▶ [Aim of the exercise] Wherever the string "tree" shows up in the records below, return that line.

(Saved entries)
......
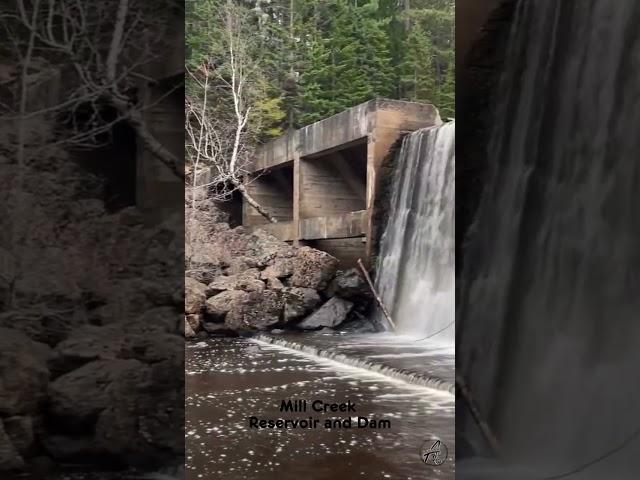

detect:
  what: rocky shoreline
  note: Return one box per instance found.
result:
[1,199,184,475]
[185,224,378,339]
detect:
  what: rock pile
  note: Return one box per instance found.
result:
[185,224,374,338]
[0,207,184,474]
[0,116,183,474]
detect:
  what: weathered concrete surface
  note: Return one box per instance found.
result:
[299,210,367,241]
[250,99,439,174]
[251,132,297,173]
[306,238,367,270]
[137,77,184,222]
[254,221,296,242]
[243,98,441,267]
[243,164,294,226]
[299,144,367,220]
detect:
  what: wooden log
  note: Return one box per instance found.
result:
[455,373,502,457]
[356,258,397,331]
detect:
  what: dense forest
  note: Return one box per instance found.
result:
[186,0,454,142]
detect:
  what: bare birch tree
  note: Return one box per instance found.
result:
[0,0,183,308]
[4,0,184,179]
[185,0,278,225]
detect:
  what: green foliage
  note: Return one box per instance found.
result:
[187,0,454,140]
[298,1,395,125]
[253,96,288,138]
[186,0,286,141]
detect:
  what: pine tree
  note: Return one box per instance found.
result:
[187,0,454,138]
[399,25,436,102]
[298,0,395,126]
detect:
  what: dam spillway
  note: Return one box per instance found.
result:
[234,98,442,268]
[190,102,456,479]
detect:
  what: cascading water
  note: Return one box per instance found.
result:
[458,0,640,478]
[375,122,455,342]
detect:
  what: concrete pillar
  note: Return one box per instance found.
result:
[293,153,301,246]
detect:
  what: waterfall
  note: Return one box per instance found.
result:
[375,122,455,343]
[458,0,640,476]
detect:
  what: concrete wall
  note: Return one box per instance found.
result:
[136,76,184,222]
[243,164,294,226]
[299,143,367,219]
[243,98,441,267]
[305,238,368,270]
[135,8,184,223]
[299,210,367,241]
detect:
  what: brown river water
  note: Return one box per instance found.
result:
[186,336,455,480]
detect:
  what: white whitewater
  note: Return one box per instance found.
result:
[375,122,455,343]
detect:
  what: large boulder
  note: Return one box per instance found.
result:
[186,247,225,282]
[225,290,284,331]
[184,321,196,339]
[0,309,85,347]
[296,297,354,330]
[223,256,252,276]
[201,322,235,336]
[117,278,177,312]
[185,314,202,332]
[205,290,248,320]
[326,268,370,298]
[0,328,51,417]
[260,257,295,280]
[290,247,339,290]
[248,229,297,262]
[47,360,140,429]
[134,306,182,335]
[185,278,207,314]
[282,288,321,323]
[52,324,184,375]
[200,226,296,272]
[186,262,225,285]
[45,339,184,464]
[114,206,143,226]
[206,269,265,295]
[45,358,182,462]
[266,276,285,290]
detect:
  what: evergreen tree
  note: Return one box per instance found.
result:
[399,25,436,103]
[187,0,454,138]
[298,0,395,126]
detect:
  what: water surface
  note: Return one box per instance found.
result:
[186,338,455,479]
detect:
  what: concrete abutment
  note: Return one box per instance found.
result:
[242,98,441,268]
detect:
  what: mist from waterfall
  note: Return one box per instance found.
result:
[375,122,455,343]
[457,0,640,477]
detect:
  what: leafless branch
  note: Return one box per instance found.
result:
[185,0,276,226]
[7,0,184,179]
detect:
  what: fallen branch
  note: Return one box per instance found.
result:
[232,179,278,224]
[356,258,396,331]
[455,373,502,457]
[111,95,185,181]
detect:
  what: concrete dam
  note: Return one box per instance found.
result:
[188,99,456,478]
[241,98,442,268]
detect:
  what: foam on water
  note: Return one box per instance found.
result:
[254,335,455,394]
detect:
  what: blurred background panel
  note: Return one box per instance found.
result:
[0,1,185,477]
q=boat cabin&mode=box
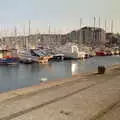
......
▶ [Answer space]
  what: bare birch tree
  what: pine tree
  what: evergreen tree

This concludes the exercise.